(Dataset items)
::::
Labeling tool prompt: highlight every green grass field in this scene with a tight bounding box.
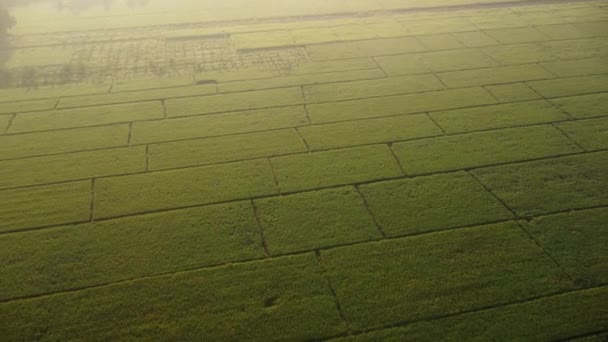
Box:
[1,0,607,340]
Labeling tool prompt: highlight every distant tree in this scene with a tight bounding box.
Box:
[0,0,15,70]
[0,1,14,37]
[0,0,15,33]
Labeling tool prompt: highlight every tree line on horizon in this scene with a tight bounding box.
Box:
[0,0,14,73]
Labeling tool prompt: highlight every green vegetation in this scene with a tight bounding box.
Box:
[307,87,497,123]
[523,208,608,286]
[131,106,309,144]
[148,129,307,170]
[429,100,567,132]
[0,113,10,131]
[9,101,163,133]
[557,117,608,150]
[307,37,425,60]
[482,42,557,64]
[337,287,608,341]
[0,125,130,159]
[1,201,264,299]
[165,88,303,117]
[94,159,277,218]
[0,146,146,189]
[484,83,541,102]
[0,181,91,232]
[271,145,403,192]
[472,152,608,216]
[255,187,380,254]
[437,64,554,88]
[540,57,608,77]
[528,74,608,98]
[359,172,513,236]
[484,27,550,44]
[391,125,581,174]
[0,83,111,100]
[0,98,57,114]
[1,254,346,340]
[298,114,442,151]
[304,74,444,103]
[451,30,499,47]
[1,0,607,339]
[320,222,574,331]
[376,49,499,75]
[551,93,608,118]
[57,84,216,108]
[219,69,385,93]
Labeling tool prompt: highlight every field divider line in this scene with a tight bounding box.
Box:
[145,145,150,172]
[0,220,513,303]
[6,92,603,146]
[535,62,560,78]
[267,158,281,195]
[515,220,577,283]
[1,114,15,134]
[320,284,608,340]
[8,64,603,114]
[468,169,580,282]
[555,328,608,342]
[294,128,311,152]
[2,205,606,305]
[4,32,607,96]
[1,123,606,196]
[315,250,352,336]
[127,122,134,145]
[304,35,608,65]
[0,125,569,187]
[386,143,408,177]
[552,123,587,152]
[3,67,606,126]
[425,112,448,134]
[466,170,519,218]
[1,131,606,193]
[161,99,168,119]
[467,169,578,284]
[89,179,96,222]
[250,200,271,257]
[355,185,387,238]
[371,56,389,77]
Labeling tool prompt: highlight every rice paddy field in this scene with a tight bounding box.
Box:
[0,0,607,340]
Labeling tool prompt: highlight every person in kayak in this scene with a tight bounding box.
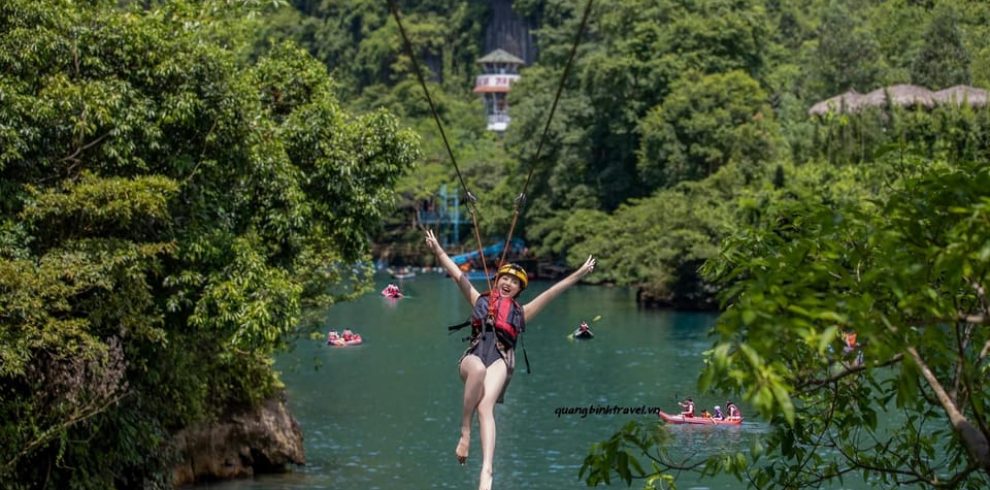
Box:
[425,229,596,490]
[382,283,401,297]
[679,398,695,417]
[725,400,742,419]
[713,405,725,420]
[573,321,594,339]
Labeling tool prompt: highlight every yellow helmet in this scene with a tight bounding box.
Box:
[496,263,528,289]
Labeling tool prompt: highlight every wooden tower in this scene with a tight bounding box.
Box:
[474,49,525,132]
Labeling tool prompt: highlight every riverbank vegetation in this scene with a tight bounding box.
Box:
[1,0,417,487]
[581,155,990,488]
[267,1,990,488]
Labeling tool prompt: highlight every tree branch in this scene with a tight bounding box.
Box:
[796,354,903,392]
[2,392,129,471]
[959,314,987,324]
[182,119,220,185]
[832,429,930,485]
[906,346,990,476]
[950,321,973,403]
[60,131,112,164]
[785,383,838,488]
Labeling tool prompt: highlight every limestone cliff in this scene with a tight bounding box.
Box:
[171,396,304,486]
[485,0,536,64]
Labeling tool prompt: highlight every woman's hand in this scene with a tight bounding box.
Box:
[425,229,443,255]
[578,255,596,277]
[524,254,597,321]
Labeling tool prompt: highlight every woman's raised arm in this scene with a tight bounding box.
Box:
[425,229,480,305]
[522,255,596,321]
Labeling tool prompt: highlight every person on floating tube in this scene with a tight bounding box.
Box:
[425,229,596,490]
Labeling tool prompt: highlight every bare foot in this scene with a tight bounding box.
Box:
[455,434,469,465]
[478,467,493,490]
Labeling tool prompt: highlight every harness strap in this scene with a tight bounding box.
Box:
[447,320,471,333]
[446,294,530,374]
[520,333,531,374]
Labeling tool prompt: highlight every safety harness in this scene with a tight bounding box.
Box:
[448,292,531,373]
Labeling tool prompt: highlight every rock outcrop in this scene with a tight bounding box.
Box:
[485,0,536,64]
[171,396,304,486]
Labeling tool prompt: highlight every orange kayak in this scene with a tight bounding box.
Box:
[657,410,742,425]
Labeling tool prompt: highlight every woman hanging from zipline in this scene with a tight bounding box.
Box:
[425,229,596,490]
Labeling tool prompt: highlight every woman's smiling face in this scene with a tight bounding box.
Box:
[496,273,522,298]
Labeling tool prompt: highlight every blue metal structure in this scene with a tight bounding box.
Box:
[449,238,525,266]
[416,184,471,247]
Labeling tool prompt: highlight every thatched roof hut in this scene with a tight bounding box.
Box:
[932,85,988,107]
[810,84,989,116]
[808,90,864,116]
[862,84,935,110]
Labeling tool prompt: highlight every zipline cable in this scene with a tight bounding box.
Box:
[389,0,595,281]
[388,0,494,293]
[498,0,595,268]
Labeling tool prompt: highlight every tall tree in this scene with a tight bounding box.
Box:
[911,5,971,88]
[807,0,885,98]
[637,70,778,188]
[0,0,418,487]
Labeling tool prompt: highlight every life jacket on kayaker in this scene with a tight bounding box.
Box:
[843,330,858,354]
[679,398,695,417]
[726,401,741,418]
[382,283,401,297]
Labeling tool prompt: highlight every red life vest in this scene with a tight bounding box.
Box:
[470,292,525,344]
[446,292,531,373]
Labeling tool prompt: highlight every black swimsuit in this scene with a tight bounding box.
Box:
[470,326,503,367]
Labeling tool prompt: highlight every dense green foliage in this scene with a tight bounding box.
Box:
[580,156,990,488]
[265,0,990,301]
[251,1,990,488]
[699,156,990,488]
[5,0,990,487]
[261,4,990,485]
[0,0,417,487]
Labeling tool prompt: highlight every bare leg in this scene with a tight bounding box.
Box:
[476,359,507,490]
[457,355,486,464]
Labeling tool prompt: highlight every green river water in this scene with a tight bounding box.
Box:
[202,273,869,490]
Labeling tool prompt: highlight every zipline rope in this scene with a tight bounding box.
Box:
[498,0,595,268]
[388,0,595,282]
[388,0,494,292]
::::
▶ The problem: Transcribe each line of the data above, unaltered, from the one where "Labeling tool prompt: highlight every bare foot" appears to the one where "Labeling tool prompt: highlight every safety" appears, inclusive of both.

▶ Task result:
Labeling tool prompt: highlight every bare foot in this scene with a tight bounding box.
Box:
[455,434,469,465]
[478,467,493,490]
Labeling tool prompt: highlight every harness strap in this scene with a tight bounding box.
Box:
[447,320,471,333]
[446,294,530,374]
[520,333,531,374]
Labeling tool prompt: highlight every safety harness in this scene with a tight bounding box.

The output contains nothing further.